Alors que la plupart des États occidentaux ont fermé leur ambassade à Damas en 2012 - la plupart envoyant leur personnel au Liban voisin - Prague a décidé de maintenir ses relations diplomatiques avec la Syrie. Une décision qui a suscité peu de controverse au sein de la population tchèque et soutenue par des politiciens tchèques de tous bords, y compris le pro-européen Karel Schwarzenberg, ministre des affaires étrangères lorsque la décision a été prise.

Pourquoi les tchèques sont-ils restés en Syrie ?

Bien que les bonnes relations tchéco-syriennes remontent à plusieurs décennies, on peut aisément résumer la décision en deux mots : Eva Filipi, du nom d’une diplomate tchèque expérimentée au Moyen-Orient, devenue ambassadrice en Syrie en 2010.

"Mme Filipi entretient de bonnes relations avec le régime syrien", explique Marek Cejka, politologue et expert du Moyen-Orient à l'université Mendel de Brno. "Pendant le bain de sang de la guerre civile, elle a pris la défense du régime et l'ambassade tchèque a délivré des visas à divers représentants du régime syrien".

Au point qu'en août 2012, la République tchèque a accepté la demande des États-Unis d'être leur "puissance protectrice" en Syrie. Le concept de "puissance protectrice", en diplomatie internationale remonte à plusieurs siècles. Les États-Unis ont souvent utilisé les ambassades d'autres États pour offrir un service informel aux citoyens américains dans un pays tiers.

Cet arrangement aurait pu permettre à Washington de d'engager des communications indirectes avec un gouvernement étranger qu'il dénonce officiellement. L'ambassade de Suisse, par exemple, a servi de puissance protectrice des États-Unis à Cuba entre 1961 et 2015, avant que les États-Unis ne rétablissent le dialogue avec La Havane.

Ainsi l'ambassade tchèque en Syrie maintient un fonctionnaire de nationalité tchèque à la tête d’une "section des intérêts américains." Selon le site web de l'ambassade tchèque en Syrie, au moins huit fonctionnaires sont actuellement basés à Damas, dont un attaché économique et politique, ainsi qu'un attaché militaire et aérien et un attaché de défense adjuvant.

* Données fournies
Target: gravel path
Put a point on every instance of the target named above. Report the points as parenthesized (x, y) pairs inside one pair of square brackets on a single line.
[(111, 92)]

* Consigne A
Dressez la liste de toutes les villes nommées dans le texte extrait, dans leur ordre d'apparition.
* Consigne B
Recopiez mot pour mot le passage du texte extrait qui commence par "Alors que la" et se poursuit jusqu'à "restés en Syrie ?" inclus.
* Consigne C
D'après le texte extrait, en quelle année Eva Filipi est-elle devenue ambassadrice en Syrie ?

* Résultat A
Damas, Prague, Brno, Washington, La Havane

* Résultat B
Alors que la plupart des États occidentaux ont fermé leur ambassade à Damas en 2012 - la plupart envoyant leur personnel au Liban voisin - Prague a décidé de maintenir ses relations diplomatiques avec la Syrie. Une décision qui a suscité peu de controverse au sein de la population tchèque et soutenue par des politiciens tchèques de tous bords, y compris le pro-européen Karel Schwarzenberg, ministre des affaires étrangères lorsque la décision a été prise.

Pourquoi les tchèques sont-ils restés en Syrie ?

* Résultat C
En 2010.